_TASK DESCRIPTION_
Locate each line of the material that contains the word "plastic" and copy those lines. Case counts.

_RECORD EXTRACTS_
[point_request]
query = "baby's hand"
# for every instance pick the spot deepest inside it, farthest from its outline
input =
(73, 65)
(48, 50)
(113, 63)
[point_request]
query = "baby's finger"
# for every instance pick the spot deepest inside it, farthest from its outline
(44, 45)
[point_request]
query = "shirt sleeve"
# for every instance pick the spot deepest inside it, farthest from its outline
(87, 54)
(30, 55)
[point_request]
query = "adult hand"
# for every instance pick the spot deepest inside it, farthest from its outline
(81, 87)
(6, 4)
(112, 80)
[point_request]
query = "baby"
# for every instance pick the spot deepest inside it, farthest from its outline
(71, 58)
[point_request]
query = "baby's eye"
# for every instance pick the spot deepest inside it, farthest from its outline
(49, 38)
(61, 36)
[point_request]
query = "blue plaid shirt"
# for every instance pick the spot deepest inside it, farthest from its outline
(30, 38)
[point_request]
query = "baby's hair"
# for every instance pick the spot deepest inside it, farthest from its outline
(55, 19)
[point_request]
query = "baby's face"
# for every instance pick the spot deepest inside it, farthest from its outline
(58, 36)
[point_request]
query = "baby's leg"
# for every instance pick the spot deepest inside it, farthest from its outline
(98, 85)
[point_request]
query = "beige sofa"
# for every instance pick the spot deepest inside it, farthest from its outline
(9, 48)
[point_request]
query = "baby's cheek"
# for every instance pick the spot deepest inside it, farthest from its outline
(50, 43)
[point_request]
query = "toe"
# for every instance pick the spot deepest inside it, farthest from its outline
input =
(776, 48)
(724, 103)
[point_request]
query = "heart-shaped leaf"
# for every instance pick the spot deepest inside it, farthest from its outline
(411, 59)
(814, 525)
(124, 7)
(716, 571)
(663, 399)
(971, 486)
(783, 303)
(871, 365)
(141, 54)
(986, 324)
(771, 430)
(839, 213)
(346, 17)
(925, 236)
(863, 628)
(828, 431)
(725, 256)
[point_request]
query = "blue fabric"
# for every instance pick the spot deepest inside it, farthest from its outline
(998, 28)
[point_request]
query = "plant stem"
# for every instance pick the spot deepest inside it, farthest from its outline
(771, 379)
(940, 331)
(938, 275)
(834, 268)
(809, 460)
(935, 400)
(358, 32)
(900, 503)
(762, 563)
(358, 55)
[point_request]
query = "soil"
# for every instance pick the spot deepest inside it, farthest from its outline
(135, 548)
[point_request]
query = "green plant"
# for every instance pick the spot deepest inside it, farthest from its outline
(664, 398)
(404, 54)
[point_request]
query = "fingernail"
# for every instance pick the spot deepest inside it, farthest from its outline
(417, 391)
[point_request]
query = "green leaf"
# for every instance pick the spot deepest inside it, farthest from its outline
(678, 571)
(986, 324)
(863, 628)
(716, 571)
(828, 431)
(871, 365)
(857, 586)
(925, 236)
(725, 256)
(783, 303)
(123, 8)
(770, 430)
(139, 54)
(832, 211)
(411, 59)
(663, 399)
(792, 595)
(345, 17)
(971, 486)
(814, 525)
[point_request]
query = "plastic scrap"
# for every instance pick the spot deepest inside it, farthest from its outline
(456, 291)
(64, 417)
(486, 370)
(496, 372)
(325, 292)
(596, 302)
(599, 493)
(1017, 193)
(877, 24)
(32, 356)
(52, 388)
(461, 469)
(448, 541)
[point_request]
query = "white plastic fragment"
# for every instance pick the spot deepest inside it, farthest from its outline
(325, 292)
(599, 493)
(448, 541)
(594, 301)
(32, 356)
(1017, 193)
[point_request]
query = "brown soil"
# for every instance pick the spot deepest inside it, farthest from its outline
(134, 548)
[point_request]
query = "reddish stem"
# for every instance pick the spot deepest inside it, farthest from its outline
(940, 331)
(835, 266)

_EXERCISE SOLUTION_
query = "plastic scrap"
query = "white plastic fragment"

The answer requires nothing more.